### Task details
The lines below, all of them, should be returned exactly as they appear.

____ Available data

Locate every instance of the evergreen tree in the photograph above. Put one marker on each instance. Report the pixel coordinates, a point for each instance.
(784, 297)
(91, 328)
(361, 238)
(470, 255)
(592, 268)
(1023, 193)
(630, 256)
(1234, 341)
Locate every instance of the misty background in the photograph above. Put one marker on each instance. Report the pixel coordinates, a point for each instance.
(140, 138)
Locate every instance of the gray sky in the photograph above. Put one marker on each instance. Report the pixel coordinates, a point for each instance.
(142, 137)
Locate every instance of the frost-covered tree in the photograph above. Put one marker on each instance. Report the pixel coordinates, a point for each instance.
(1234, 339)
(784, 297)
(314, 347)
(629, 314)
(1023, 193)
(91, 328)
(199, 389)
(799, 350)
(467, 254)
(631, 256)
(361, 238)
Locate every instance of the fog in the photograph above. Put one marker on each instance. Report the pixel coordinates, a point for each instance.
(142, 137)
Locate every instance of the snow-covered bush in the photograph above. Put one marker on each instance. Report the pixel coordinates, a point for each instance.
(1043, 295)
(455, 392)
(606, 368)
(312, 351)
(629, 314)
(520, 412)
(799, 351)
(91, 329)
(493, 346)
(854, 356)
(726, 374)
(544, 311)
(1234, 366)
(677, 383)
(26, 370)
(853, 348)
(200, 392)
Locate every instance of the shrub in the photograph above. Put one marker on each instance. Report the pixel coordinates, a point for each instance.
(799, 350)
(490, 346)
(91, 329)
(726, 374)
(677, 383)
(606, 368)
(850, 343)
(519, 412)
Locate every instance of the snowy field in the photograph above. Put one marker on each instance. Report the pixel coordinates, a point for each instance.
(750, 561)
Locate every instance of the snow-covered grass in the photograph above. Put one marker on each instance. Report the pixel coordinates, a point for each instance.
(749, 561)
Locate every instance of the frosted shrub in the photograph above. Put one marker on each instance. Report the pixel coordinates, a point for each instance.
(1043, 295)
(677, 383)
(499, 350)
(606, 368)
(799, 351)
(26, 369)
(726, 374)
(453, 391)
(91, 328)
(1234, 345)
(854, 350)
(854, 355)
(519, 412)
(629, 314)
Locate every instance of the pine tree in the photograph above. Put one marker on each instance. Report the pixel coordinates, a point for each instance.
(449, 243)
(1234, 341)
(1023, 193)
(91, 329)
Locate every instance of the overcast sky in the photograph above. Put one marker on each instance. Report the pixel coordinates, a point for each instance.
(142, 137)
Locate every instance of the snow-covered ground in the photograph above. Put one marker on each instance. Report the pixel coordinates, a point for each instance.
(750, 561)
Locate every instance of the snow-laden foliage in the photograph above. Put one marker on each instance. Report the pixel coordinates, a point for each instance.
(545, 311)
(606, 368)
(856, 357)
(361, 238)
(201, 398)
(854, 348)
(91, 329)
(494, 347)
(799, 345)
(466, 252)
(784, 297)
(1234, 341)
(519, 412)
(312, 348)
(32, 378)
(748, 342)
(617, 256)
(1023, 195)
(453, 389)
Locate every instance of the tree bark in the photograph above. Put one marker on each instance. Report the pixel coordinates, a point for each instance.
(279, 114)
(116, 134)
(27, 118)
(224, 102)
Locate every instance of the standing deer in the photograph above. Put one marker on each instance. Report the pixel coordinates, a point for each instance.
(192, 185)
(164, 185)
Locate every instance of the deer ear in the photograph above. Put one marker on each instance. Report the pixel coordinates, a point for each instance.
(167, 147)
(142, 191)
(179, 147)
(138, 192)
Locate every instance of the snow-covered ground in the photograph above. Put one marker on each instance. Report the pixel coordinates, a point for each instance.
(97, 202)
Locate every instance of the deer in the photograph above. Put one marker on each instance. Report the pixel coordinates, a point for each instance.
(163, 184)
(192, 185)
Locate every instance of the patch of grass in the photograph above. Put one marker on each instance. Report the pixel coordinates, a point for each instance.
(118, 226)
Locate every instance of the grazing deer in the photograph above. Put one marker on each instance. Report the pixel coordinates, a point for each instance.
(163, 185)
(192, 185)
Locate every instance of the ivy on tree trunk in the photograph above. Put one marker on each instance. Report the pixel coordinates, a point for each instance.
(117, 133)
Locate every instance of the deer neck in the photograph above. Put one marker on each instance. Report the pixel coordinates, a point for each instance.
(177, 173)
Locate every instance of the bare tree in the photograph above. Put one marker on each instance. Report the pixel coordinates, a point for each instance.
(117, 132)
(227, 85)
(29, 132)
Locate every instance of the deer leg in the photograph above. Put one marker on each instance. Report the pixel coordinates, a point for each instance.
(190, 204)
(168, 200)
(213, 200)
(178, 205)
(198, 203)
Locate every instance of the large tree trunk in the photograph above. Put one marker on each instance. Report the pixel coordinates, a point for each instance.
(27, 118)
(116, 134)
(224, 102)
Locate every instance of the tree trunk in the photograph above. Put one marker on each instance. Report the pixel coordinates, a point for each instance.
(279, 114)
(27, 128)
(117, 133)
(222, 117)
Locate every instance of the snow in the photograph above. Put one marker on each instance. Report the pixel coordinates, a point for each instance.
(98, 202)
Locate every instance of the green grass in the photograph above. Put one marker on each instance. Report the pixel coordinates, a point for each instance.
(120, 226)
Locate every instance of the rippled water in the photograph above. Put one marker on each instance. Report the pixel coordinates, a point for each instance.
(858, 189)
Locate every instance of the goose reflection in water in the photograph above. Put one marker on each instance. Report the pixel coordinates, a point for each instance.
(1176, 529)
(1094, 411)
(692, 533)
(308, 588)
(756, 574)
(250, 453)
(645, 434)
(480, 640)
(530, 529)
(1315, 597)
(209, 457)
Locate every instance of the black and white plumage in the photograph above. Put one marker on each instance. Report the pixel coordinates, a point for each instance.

________

### Exercise response
Locate every instance of the evergreen tree in the photograph above. Put one marker on each instance. Report the pixel coordinates, a point for each instance.
(784, 297)
(91, 328)
(361, 238)
(470, 255)
(592, 268)
(1023, 193)
(630, 256)
(1234, 341)
Locate every instance of the misty background in the photograph above. Put one marker on each instance. Report the pixel coordinates, a point for each instance.
(140, 138)
Locate every instance of the gray sky in the photograph above. Put one marker on each instance. Report the pixel coordinates, a point for each instance.
(142, 137)
Locate every instance of the frost-covered tree in the photograph above. Put one marker on each instance. Report the pixel coordinates, a point for each instance.
(1234, 339)
(784, 297)
(314, 347)
(629, 314)
(1023, 193)
(91, 328)
(199, 389)
(799, 350)
(467, 254)
(631, 256)
(361, 238)
Locate every instance of the fog in the photograph above. Put one marker on each instance. Report the pixel coordinates, a point for each instance.
(142, 137)
Locate every instance of the snow-covered bush in the photograph above. Put one marker on each instance. Report the pixel coordinates, a point for each instance.
(1043, 295)
(455, 392)
(606, 368)
(312, 351)
(629, 314)
(520, 412)
(799, 351)
(91, 329)
(493, 346)
(854, 356)
(726, 374)
(544, 311)
(1234, 366)
(677, 383)
(26, 370)
(853, 348)
(200, 392)
Locate every instance of the shrub in the photograph above. Put one marker on each instance. Report the pixel coordinates, a point for each instance.
(799, 350)
(490, 346)
(91, 329)
(726, 374)
(677, 383)
(606, 368)
(850, 343)
(519, 412)
Locate every instance of the snowy field in the photograph above. Put one marker on each instance. Report the pixel coordinates, a point for each instance.
(750, 561)
Locate every instance of the snow-covered grass in the photograph above. Put one marker on each instance. Report the pixel coordinates, a point for each instance.
(749, 561)
Locate every instance of the frosted shrub in the photograph above. Put one marker on each instance. Report the pixel coordinates, a point for each instance.
(1043, 295)
(677, 383)
(499, 350)
(606, 368)
(799, 351)
(26, 369)
(726, 374)
(453, 391)
(91, 328)
(1234, 345)
(854, 350)
(854, 355)
(519, 412)
(629, 314)
Locate every instance of the pine tree in the photograph above. Put one marker on each instance. Report the pixel coordinates, a point for each instance.
(449, 243)
(1234, 341)
(1023, 193)
(91, 329)
Locate every instance of the overcast sky in the photograph above. Put one marker on each instance. Report the pixel coordinates, a point for each instance.
(142, 137)
Locate every instance of the snow-covered ground in the photograph above. Put one marker on each instance. Report the pixel coordinates, a point for each instance.
(750, 561)
Locate every instance of the snow-laden foliage in the photograph above. Put one marker on each instance. Report the pixel coordinates, a point for each instance.
(545, 311)
(606, 368)
(856, 357)
(361, 238)
(201, 398)
(854, 348)
(91, 329)
(494, 347)
(799, 345)
(466, 252)
(784, 297)
(1234, 341)
(519, 412)
(312, 348)
(32, 378)
(748, 342)
(617, 256)
(1023, 195)
(453, 389)
Locate every instance of the tree bark in the photograph above. Put one marker on each instance. Report the pixel coordinates, a point for each instance.
(279, 114)
(116, 134)
(27, 118)
(224, 102)
Locate every instance of the standing deer in the photograph above. Put one marker on each instance. Report the pixel coordinates, a point for each instance.
(192, 185)
(164, 185)
Locate every instance of the deer ear in the photograph above. Put one marker on each instance. Report the pixel coordinates, a point for each instance.
(167, 147)
(142, 191)
(179, 147)
(138, 192)
Locate every instance of the snow-covered ground in the photograph above. Put one marker on each instance. Report the pixel coordinates, a point for each instance.
(97, 202)
Locate every instance of the deer in the photograph above. Put one marker on each instance. Report the pixel coordinates, a point for each instance.
(163, 184)
(192, 185)
Locate every instance of the patch of grass in the photograph above. Put one marker on each instance. Report the pixel coordinates, a point for each instance.
(118, 226)
Locate every instance of the grazing deer in the photograph above. Put one marker on each instance. Report the pixel coordinates, a point for each instance.
(163, 185)
(192, 185)
Locate every instance of the ivy on tree trunk in the photograph above. Put one marker on each instance. Report the pixel coordinates, a point for each instance.
(117, 133)
Locate every instance of the deer neck in the photograph above. Put one marker on each instance. Report the pixel coordinates, a point for each instance.
(177, 173)
Locate every instance of the bare tree in the photograph above. Put one marker on each instance. Report the pixel coordinates, a point for each instance.
(117, 132)
(227, 85)
(29, 132)
Locate every instance of the deer leg in the photograph above. Put one marker on each instance. Report the pixel coordinates, a point for each instance.
(190, 204)
(168, 200)
(213, 200)
(178, 205)
(198, 203)
Locate every instance of the large tree trunk in the photograph above. Put one marker on each instance. Report the pixel coordinates, a point for each instance.
(27, 118)
(116, 134)
(224, 102)
Locate every instance of the tree trunk in the photograph above. Put one marker on each instance. Report the pixel coordinates, a point for each instance.
(279, 114)
(27, 128)
(117, 133)
(222, 117)
Locate every instance of the snow in the photograph above. Put one marker on each instance. Report the pixel coordinates, a point for each instance.
(98, 202)
Locate every instance of the green grass in the photograph above. Put one marker on each instance. Report the pixel coordinates, a point for each instance.
(120, 226)
Locate every instance of the rippled water in the photograph above. Put one marker on each instance. Report the pixel coordinates, a point for each instance.
(858, 189)
Locate every instance of the goose reflection in water in the photograph above. Put one marker on each instance. Report the pixel coordinates, a point for each instance.
(1176, 529)
(1094, 411)
(692, 533)
(308, 588)
(756, 574)
(250, 453)
(645, 434)
(480, 640)
(530, 529)
(1315, 597)
(209, 457)
Locate every instance of the black and white plumage in the photograph above. Put one marker on each instance. Report the pixel coordinates, a point for each instance.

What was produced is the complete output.